Gather every line of the material below that contains the word "mirror" and copy each one out in full.
-- Begin --
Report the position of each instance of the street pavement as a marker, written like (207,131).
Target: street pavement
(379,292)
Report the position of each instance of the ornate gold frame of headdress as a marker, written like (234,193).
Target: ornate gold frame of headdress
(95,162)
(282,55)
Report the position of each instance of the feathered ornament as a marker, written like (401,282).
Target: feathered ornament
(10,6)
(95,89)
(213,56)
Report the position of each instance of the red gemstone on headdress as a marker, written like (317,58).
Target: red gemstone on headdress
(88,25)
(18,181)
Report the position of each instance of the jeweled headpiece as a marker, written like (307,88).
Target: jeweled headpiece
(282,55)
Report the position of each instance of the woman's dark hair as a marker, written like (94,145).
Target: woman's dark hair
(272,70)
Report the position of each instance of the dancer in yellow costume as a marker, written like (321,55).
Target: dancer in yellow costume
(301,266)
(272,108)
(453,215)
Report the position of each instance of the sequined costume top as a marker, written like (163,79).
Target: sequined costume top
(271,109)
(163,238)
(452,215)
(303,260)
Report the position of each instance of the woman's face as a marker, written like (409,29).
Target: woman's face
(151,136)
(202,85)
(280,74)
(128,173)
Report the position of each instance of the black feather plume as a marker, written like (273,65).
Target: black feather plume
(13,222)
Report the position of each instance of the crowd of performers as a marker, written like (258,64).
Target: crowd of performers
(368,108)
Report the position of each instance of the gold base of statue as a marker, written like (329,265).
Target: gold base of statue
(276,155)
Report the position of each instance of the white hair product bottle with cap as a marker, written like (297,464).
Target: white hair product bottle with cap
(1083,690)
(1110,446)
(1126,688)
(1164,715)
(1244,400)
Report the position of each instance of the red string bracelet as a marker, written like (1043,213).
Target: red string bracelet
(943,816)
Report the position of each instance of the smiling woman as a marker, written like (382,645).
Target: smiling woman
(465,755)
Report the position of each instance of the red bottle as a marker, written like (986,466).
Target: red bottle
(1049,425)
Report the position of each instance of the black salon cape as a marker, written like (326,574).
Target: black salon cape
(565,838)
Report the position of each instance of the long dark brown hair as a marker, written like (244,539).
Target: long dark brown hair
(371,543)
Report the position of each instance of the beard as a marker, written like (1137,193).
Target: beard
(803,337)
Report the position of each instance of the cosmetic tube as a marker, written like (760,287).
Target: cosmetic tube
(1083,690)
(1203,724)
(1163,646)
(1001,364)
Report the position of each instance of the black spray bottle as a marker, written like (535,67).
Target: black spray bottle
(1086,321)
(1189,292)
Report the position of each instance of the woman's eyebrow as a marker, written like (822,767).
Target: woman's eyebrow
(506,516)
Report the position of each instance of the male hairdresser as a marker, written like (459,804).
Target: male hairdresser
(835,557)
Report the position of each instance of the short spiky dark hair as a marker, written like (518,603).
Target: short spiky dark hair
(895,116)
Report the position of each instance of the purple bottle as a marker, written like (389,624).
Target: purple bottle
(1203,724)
-- End --
-- Begin --
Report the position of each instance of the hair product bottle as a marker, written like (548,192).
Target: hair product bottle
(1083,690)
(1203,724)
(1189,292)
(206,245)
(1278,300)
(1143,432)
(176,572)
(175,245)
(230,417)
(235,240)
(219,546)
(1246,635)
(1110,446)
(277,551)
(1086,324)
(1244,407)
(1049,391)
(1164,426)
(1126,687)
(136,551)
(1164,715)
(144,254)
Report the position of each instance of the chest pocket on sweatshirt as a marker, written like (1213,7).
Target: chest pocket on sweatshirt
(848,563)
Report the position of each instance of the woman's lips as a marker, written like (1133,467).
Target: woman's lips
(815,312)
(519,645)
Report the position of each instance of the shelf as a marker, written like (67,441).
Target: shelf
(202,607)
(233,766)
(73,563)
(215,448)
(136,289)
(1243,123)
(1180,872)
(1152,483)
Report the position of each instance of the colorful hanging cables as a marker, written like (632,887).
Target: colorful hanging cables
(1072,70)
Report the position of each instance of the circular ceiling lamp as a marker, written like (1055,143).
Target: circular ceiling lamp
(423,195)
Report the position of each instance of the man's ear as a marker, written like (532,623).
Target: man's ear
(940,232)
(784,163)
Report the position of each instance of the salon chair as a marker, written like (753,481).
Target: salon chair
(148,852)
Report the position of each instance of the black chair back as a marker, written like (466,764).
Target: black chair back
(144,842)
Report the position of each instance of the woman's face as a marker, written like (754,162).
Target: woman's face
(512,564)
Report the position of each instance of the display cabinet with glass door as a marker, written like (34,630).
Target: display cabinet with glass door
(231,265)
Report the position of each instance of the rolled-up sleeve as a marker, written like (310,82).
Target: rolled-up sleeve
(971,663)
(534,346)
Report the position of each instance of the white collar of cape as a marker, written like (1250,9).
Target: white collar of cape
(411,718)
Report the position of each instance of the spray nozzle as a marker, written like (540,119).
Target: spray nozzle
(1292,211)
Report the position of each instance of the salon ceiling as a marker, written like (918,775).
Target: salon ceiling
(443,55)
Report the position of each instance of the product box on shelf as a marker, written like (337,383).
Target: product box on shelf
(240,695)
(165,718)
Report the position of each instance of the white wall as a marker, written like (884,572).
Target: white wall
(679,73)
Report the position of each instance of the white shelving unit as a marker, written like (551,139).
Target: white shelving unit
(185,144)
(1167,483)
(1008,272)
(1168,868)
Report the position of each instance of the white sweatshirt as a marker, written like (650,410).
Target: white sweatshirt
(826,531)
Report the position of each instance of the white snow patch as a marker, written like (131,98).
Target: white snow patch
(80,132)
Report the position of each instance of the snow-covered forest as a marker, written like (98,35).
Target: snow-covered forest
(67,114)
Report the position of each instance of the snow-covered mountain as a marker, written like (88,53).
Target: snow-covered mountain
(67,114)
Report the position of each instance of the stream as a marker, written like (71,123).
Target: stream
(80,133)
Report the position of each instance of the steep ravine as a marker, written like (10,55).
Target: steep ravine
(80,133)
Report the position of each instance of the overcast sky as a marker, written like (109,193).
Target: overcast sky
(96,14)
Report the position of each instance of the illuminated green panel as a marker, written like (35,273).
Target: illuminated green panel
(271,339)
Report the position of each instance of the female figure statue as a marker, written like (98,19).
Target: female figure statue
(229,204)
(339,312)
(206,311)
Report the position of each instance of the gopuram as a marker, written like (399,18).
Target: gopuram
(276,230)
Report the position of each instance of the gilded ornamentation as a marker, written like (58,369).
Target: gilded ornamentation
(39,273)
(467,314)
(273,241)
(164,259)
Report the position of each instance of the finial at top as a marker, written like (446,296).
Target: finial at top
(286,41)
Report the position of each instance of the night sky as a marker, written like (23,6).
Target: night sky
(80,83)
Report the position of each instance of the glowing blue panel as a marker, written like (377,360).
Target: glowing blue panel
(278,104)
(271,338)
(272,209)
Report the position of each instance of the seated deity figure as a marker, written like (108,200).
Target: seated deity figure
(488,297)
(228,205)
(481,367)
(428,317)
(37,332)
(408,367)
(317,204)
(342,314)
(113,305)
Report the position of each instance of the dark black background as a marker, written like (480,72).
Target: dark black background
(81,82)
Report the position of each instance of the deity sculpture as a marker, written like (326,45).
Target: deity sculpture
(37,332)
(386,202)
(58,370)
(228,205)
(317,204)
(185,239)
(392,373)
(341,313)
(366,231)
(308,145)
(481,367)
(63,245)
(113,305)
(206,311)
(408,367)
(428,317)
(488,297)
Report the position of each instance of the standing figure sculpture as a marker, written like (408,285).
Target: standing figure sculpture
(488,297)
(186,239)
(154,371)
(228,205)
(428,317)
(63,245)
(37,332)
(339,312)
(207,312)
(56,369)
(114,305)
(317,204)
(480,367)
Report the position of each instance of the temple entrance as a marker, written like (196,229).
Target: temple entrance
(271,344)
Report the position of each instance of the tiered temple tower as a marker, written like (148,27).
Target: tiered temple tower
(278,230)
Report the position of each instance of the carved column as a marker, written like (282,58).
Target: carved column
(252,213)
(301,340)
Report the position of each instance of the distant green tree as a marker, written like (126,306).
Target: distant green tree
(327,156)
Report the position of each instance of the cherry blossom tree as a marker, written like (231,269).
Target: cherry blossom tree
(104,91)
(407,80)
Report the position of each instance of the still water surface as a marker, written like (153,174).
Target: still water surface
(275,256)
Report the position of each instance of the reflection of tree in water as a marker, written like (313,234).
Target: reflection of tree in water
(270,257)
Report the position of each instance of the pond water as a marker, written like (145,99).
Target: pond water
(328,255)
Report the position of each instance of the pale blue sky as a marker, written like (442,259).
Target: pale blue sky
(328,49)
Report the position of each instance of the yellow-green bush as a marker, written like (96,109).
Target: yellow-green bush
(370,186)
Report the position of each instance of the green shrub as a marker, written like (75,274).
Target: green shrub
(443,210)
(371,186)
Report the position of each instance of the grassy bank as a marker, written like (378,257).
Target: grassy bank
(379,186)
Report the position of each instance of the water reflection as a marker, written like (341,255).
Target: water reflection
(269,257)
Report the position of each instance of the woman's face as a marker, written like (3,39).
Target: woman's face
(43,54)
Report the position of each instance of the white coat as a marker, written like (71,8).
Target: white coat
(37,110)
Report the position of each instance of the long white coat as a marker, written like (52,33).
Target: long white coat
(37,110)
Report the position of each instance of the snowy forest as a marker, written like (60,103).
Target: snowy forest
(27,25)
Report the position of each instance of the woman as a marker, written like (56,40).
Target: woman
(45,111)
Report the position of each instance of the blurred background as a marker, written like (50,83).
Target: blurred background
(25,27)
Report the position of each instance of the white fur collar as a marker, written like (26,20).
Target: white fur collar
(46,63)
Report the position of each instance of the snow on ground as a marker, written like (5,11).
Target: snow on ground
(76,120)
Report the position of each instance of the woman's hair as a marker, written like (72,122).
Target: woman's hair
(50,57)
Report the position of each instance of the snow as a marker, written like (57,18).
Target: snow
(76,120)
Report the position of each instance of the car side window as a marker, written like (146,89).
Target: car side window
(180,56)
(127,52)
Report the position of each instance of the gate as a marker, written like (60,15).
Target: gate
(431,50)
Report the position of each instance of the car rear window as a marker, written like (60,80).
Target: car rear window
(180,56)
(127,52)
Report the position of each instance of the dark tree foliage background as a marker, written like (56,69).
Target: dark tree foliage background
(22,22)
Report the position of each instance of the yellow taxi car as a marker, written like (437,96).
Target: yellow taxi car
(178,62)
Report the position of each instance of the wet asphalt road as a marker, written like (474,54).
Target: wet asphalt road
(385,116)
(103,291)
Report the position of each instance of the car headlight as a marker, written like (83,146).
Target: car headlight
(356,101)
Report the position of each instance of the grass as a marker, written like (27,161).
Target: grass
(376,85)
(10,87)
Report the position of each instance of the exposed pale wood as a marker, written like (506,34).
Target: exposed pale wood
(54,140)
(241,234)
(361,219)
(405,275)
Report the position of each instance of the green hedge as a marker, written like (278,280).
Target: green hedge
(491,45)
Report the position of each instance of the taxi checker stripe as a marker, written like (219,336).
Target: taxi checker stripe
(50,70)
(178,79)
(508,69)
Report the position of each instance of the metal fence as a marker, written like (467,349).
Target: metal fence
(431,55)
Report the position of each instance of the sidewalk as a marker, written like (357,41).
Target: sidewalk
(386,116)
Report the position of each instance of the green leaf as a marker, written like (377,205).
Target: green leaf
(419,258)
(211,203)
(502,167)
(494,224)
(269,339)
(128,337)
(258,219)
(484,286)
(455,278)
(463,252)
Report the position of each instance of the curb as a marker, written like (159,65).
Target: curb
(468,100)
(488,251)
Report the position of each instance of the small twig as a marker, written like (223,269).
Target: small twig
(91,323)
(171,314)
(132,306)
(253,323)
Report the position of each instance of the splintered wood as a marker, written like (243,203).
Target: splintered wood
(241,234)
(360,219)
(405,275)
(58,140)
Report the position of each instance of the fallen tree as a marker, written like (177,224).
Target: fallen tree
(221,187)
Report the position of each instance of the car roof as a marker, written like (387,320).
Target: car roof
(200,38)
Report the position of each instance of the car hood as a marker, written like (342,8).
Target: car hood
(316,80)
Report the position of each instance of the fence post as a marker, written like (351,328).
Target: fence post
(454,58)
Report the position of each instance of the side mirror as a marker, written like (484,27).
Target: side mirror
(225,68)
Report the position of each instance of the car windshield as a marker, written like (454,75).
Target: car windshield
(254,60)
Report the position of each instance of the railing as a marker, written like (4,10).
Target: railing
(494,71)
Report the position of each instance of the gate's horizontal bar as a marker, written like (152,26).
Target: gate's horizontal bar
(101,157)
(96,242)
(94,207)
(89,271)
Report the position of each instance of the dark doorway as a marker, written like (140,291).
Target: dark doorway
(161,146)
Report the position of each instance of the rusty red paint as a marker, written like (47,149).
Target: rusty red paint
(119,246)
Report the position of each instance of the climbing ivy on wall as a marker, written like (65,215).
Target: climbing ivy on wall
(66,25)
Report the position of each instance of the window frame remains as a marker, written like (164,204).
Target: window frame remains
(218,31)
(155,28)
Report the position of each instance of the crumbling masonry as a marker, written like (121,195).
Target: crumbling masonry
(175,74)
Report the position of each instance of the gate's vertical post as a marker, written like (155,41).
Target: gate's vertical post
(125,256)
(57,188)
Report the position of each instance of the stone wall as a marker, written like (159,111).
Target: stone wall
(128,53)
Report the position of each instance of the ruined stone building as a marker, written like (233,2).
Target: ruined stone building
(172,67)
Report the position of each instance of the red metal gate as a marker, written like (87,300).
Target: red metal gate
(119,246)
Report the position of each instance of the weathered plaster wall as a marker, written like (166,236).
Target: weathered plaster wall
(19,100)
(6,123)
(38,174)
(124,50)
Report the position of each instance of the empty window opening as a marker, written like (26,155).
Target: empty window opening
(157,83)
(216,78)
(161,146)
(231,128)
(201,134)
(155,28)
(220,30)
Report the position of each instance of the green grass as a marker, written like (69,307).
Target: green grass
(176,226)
-- End --
→ Answer for this exercise
Report the position of each instance of the side mirror as a marker, written like (484,27).
Target: side mirror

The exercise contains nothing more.